» SUPPLIED MATERIAL:
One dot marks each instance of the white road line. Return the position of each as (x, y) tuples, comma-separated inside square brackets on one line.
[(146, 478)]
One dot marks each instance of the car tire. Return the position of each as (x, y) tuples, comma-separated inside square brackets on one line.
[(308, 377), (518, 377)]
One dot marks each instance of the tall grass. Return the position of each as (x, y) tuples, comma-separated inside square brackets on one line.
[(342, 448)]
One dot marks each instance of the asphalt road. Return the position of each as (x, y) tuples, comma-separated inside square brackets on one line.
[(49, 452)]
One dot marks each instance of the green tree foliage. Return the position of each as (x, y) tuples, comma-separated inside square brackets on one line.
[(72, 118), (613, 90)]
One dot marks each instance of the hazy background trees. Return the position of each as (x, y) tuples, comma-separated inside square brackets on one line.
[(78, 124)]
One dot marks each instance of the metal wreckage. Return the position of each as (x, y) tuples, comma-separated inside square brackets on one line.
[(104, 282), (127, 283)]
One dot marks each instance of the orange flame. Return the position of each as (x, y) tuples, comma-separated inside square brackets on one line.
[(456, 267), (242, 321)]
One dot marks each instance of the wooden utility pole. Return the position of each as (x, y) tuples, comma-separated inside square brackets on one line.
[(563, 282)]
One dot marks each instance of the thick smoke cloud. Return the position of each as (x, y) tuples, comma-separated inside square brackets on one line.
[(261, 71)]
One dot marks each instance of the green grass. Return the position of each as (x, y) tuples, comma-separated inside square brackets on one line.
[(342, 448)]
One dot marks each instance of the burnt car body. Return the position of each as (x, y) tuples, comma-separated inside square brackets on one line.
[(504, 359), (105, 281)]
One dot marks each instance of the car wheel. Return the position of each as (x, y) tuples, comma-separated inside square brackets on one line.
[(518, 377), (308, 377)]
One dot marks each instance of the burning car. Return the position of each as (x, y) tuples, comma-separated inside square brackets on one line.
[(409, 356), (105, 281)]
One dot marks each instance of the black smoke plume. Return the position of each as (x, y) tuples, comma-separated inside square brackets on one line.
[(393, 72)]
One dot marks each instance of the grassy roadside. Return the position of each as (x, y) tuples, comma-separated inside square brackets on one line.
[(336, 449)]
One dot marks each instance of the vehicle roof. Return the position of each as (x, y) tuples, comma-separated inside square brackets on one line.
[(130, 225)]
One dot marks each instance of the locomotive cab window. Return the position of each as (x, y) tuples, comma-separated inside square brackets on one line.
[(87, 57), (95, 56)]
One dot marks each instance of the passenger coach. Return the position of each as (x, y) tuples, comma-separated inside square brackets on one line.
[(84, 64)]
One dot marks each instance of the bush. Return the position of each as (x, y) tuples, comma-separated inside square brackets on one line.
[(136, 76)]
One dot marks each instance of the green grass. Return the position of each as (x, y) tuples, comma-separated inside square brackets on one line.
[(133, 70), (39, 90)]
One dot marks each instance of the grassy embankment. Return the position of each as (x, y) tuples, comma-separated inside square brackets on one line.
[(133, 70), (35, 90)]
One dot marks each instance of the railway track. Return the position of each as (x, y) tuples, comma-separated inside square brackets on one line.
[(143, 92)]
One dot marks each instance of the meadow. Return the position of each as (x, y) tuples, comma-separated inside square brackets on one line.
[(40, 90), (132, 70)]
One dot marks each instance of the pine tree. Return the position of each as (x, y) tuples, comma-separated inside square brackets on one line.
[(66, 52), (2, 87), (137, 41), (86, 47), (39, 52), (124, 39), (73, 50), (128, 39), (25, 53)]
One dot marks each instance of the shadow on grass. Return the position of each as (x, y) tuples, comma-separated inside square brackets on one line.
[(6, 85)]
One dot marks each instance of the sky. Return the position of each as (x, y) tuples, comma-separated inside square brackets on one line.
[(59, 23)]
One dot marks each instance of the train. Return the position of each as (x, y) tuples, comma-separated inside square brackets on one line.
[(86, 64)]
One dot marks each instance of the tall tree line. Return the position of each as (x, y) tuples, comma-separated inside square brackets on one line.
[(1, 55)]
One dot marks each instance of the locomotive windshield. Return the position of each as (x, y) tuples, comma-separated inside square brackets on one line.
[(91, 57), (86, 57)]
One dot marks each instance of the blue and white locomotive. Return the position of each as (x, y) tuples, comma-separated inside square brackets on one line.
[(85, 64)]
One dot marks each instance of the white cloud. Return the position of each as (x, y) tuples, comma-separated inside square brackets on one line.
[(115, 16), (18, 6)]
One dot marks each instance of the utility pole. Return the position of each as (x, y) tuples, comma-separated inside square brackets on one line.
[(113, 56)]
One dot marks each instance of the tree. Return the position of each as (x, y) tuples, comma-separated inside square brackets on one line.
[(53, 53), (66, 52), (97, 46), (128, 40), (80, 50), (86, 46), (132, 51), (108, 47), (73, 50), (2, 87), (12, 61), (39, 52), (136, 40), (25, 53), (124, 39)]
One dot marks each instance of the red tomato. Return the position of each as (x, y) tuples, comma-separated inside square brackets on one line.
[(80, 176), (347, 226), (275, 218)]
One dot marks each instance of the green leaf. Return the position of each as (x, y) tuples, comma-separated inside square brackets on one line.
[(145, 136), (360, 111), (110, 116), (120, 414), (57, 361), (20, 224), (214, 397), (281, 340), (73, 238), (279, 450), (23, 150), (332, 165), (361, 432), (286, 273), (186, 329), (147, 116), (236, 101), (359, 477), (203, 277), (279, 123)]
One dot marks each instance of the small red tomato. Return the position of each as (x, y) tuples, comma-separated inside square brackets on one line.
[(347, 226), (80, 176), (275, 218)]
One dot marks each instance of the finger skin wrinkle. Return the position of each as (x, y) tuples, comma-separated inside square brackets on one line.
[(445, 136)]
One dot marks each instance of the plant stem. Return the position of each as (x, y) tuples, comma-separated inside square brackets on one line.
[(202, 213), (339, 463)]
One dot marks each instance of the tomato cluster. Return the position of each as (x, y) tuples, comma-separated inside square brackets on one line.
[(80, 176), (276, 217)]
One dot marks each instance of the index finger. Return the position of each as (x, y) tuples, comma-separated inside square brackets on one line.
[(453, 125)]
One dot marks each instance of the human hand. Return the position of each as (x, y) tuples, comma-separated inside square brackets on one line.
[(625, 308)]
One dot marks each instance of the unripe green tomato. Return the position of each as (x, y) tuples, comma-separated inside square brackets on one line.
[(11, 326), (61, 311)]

» WHAT THE TASK ASKS: Every entry must be output again exactly as it was given.

» EXERCISE RESULT:
One dot marks each instance of the white road line. Return the position of each as (x, y) tuples, comma-separated inside square brackets on one line.
[(146, 478)]
One dot marks each instance of the car tire. Return the position of each as (x, y) tuples, comma-separated inside square brackets on one line.
[(308, 377), (518, 377)]
One dot marks each instance of the tall grass. Return the position of each as (x, y) tuples, comma-separated inside square brackets on one line.
[(342, 448)]
One dot marks each instance of the asphalt road. Return the position of each as (x, y) tuples, comma-separated inside square brackets on one line.
[(49, 452)]
One dot marks each instance of the green tree foliage. Return the position of each as (x, y) tuples, comma-separated inside square brackets on one line.
[(72, 118), (613, 90)]
One dot marks each instance of the hazy background trees. Return the position of each as (x, y) tuples, comma-separated inside square brackets on one line.
[(78, 124)]
One dot marks each instance of the metal wreckage. Return the position of each as (x, y) tuples, comma-separated inside square brackets on one line.
[(104, 282), (127, 283)]
One dot marks each instance of the orange flame. Return the position of each as (x, y) tuples, comma-separated inside square brackets on one line.
[(456, 267), (242, 321)]
One dot marks each instance of the wooden utility pole. Return the position of each as (x, y) tuples, comma-separated inside square brackets on one line.
[(563, 282)]
One dot marks each instance of the thick smoke cloud. Return the position of each as (x, y) tuples, comma-separated inside square brackets on one line.
[(261, 71)]
One dot marks each instance of the green grass. Return the position of each as (x, y) tuples, comma-separated inside square brackets on one line.
[(342, 448)]
One dot marks each instance of the burnt car body. Return the position of each as (x, y) tuples, comma-separated inside square brackets on one line.
[(504, 359), (105, 281)]
One dot marks each instance of the car wheel. Return the position of each as (x, y) tuples, comma-separated inside square brackets on one line.
[(518, 377), (308, 377)]
One dot marks each instance of the burning car. Return the position of each as (x, y) tuples, comma-separated inside square brackets on one line.
[(409, 356), (105, 281)]
One dot marks each instance of the black smoke plume. Return the position of each as (x, y) tuples, comma-separated inside square brackets on one line.
[(393, 72)]
One dot marks each instance of the grassy roadside. Return the position of each as (x, y) tuples, comma-separated inside square brackets on one line.
[(336, 449)]
One dot marks each instance of the vehicle roof. Return the position of each as (x, y) tuples, comma-separated inside square brackets on one line.
[(130, 225)]
One dot marks each instance of the locomotive cab window. Return the position of each as (x, y) tuples, comma-separated inside square brackets on one line.
[(87, 57), (95, 56)]
One dot marks each instance of the passenger coach. Return the position of each as (x, y) tuples, comma-separated inside square brackets on one line.
[(84, 64)]
One dot marks each instance of the bush. Return the position of each as (x, y) tuples, comma-separated inside square brackets on one line.
[(136, 76)]
One dot marks each instance of the green grass. Return the position of each as (x, y) tuples, comma-separated inside square brackets on one line.
[(133, 70), (39, 90)]
One dot marks each instance of the grassy embankment. Return the position of each as (x, y) tuples, comma-separated inside square brackets on one line.
[(133, 70), (35, 90)]
One dot marks each instance of the railway track. Return the position of each as (x, y) tuples, comma-separated inside square brackets on one line.
[(143, 92)]
One dot marks each instance of the meadow. Return the position of each as (x, y) tuples, comma-separated inside square brackets on one line.
[(40, 90), (132, 70)]
One dot marks each instance of the pine tree. Return the position of each as (x, y) tuples, comma-separated inside square brackets on one line.
[(66, 52), (2, 87), (137, 41), (86, 47), (39, 52), (124, 39), (73, 50), (128, 39), (25, 53)]
One dot marks each instance of the shadow on grass. Return the position of each as (x, y) tuples, comma-separated inside square brackets on one line.
[(6, 85)]
One dot marks each instance of the sky. Return the position of each as (x, y) tuples, comma-separated inside square brackets on one line.
[(59, 23)]
One dot marks each instance of the train. Return the position of each as (x, y) tuples, comma-separated inside square brackets on one line.
[(86, 64)]
One dot marks each instance of the tall tree line. Return the position of each as (x, y) tuples, comma-separated inside square brackets on one line.
[(1, 55)]
One dot marks each instance of the locomotive windshield. Return the position of each as (x, y) tuples, comma-separated inside square brackets on one line.
[(91, 57), (86, 57)]
One dot marks each instance of the blue and white locomotive. Return the position of each as (x, y) tuples, comma-separated inside square brackets on one line.
[(85, 64)]
One dot marks each instance of the white cloud. Return the position of each as (x, y) tuples, comma-separated inside square brackets on one line.
[(115, 16), (18, 6)]
One dot marks each instance of the utility pole. Return the position of each as (x, y) tuples, comma-separated inside square brackets on one line.
[(113, 56)]
One dot marks each instance of the tree. Return the position of each as (x, y) tuples, comma-separated inside square brackets on one line.
[(53, 53), (66, 52), (97, 46), (128, 40), (80, 50), (86, 46), (132, 51), (108, 47), (73, 50), (2, 87), (12, 61), (39, 52), (136, 40), (25, 53), (124, 39)]
One dot marks each instance of the red tomato. Return the position of each as (x, y) tuples, comma-separated inside square brackets on one line.
[(80, 176), (347, 226), (275, 218)]
One dot marks each instance of the green leaf. Return the position of each as (x, y) tuples, comma-separated inside square brackets on one line.
[(145, 136), (360, 111), (110, 116), (120, 414), (57, 361), (20, 224), (214, 397), (281, 340), (73, 238), (279, 450), (23, 150), (332, 165), (361, 432), (286, 273), (186, 329), (147, 116), (236, 101), (359, 477), (203, 277), (279, 123)]
One dot marks each instance of the small red tomato. Return the position of each as (x, y) tuples, comma-separated inside square brackets on one line.
[(347, 226), (80, 176), (275, 218)]
One dot marks each instance of the finger skin wrinkle. Return the position of each as (x, y) tuples, comma-separated inside square brackets on one line.
[(445, 136)]
One dot marks each instance of the plant stem. Return the position of each as (x, y) tuples, comma-separated inside square brackets on one line.
[(202, 213), (339, 463)]
One dot marks each instance of the tomato cluster. Return the position of each as (x, y) tuples, comma-separated inside square brackets on one line.
[(80, 176), (276, 217)]
One dot marks each instance of the index finger. Return the position of each as (x, y) tuples, comma-separated inside square brackets on one line.
[(453, 125)]
One dot marks each instance of the human hand. Return the position of each as (x, y) tuples, comma-separated inside square brackets on one line.
[(625, 308)]
One dot marks each instance of the unripe green tomato. Return the position of each as (x, y) tuples, comma-separated inside square brackets on one line.
[(11, 326), (61, 311)]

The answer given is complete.